学習用文章:
----------------
【3月10日 AFP】中米ホンジュラス初の女性大統領シオマラ・カストロ(Xiomara Castro)氏は9日、緊急避妊薬(アフターピル)の服用を14年ぶりに解禁した。

 超保守的なホンジュラスは隣国のエルサルバドルやニカラグアと同様、妊娠中絶を全面的に禁止しており、女性の権利擁護団体が緊急避妊薬の解禁を強く求めていた。

 ホンジュラスで緊急避妊薬の服用はかつて認められていたが、2009年にカストロ氏の夫、マヌエル・セラヤ(Manuel Zelaya)前大統領がクーデターで失脚して以降、禁止されていた。

 カストロ氏は「世界保健機関(WHO)は緊急避妊薬について、女性のリプロダクティブ・ライツ(性と生殖に関する権利)の一部であり、中絶ではないと判断している」とツイッター(Twitter)に投稿した。
----------------
データ項目:
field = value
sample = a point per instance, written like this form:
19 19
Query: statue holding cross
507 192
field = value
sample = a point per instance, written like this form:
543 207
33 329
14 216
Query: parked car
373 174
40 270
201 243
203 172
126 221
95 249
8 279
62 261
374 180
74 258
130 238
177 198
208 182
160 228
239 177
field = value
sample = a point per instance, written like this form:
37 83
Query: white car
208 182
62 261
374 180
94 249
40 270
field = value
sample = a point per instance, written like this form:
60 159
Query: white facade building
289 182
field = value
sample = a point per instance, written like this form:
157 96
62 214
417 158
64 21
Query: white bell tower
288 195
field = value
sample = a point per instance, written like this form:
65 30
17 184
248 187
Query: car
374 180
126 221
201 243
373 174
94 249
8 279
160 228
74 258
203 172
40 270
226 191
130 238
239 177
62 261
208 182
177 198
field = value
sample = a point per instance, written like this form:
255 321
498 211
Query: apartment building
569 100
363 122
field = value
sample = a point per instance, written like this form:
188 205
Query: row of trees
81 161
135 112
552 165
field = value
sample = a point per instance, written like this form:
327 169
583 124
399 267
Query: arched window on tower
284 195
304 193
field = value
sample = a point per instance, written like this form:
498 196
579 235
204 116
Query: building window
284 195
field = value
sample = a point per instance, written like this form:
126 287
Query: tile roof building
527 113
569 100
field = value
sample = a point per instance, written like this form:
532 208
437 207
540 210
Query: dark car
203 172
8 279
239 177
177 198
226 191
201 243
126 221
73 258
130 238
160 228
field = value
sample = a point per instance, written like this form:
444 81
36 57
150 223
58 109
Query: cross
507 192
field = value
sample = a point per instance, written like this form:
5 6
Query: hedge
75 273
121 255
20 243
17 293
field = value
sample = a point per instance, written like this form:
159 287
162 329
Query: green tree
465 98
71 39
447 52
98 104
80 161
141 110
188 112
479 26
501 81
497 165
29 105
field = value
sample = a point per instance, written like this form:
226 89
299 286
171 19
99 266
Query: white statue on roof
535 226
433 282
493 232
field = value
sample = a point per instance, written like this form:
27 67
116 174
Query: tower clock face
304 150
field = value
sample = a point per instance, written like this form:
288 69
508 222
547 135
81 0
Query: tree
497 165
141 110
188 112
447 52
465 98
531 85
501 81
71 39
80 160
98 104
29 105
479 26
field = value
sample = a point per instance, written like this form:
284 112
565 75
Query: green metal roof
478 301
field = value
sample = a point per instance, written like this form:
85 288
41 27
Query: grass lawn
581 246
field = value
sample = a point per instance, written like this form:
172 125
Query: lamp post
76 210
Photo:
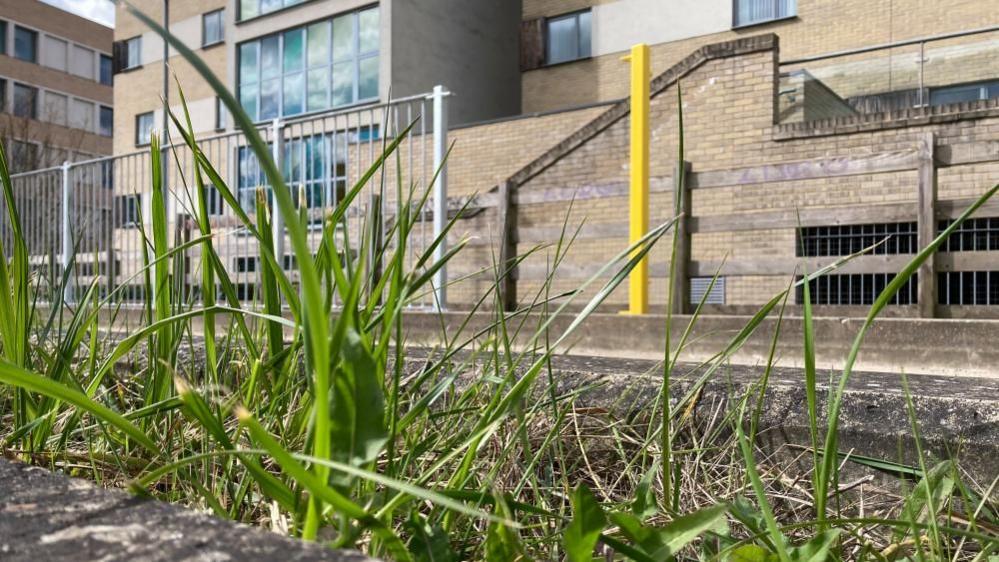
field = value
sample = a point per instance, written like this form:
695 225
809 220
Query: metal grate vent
699 286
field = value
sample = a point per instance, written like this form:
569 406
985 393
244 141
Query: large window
143 128
326 64
107 121
133 53
106 71
25 101
316 164
253 8
25 44
749 12
568 38
212 28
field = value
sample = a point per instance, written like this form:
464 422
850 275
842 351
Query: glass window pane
562 40
248 99
248 9
343 83
368 80
368 23
25 44
584 34
319 43
270 61
248 63
293 50
318 89
294 92
269 90
343 37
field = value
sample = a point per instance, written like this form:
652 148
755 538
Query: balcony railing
940 70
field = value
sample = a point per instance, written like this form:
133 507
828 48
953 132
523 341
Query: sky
101 11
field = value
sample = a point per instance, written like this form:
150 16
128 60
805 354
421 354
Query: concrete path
49 517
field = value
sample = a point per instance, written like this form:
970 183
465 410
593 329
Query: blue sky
101 11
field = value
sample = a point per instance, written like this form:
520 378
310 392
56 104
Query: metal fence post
440 192
67 235
277 221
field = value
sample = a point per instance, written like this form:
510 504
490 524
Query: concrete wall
471 50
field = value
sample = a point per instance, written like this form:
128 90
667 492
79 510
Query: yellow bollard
638 281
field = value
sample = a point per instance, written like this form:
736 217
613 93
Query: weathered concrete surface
48 517
957 417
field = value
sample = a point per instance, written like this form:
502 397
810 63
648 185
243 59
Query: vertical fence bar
67 236
277 221
440 193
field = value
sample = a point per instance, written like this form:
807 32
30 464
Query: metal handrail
906 42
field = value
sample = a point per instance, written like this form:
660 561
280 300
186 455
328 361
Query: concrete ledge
45 516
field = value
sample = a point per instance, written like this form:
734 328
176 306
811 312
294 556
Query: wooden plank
679 280
927 224
600 190
788 218
787 266
506 217
807 169
967 153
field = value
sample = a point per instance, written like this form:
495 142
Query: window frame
547 35
100 120
152 123
356 59
736 24
34 44
34 101
220 13
100 69
128 53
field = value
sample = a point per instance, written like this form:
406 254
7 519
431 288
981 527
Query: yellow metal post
638 282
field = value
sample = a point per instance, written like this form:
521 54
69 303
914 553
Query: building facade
298 58
56 99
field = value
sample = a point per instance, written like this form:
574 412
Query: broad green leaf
588 521
357 419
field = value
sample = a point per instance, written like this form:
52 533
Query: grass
471 450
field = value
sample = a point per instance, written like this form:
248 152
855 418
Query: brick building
55 85
866 122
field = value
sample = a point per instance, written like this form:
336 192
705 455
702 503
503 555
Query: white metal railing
93 214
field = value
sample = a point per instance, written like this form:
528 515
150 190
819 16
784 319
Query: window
843 240
133 53
212 28
973 235
81 62
81 114
213 200
219 114
314 167
699 287
749 12
855 289
106 71
54 54
25 101
127 210
964 93
568 38
143 128
969 288
107 121
25 44
253 8
326 64
56 108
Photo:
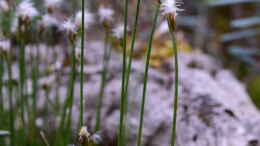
----------------
取り組む課題:
(1) ホンジュラスの緊急避妊薬解禁を伝える記事のうち、「ホンジュラスで緊急避妊薬の服」から「Twitter)に投稿した。」までを、両端の語句も含めて一字一句そのまま書き写すこと。
(2) ホンジュラスの緊急避妊薬解禁を伝える記事を、最後の文の後から書き継ぐこと。

解答一覧:
(1)
ホンジュラスで緊急避妊薬の服用はかつて認められていたが、2009年にカストロ氏の夫、マヌエル・セラヤ(Manuel Zelaya)前大統領がクーデターで失脚して以降、禁止されていた。

 カストロ氏は「世界保健機関(WHO)は緊急避妊薬について、女性のリプロダクティブ・ライツ(性と生殖に関する権利)の一部であり、中絶ではないと判断している」とツイッター(Twitter)に投稿した。

(2)
 一方、キリスト教系団体は、緊急避妊薬の服用は中絶に等しいと主張し、その他の利権団体と共に解禁に反対していた。

 WHOは緊急避妊薬について、排卵を抑えたり遅らせたりするもので、中絶を誘発するものではないと説明している。避妊手段を取らない性行為の後、5日以内に緊急避妊薬を服用した場合の妊娠阻止率は95%とされる。

 緊急医療援助団体「国境なき医師団(MSF)」によると、ホンジュラスでは避妊具を入手しにくく、性教育が不十分で、性暴力の発生件数が多いため、10代の妊娠率が高い。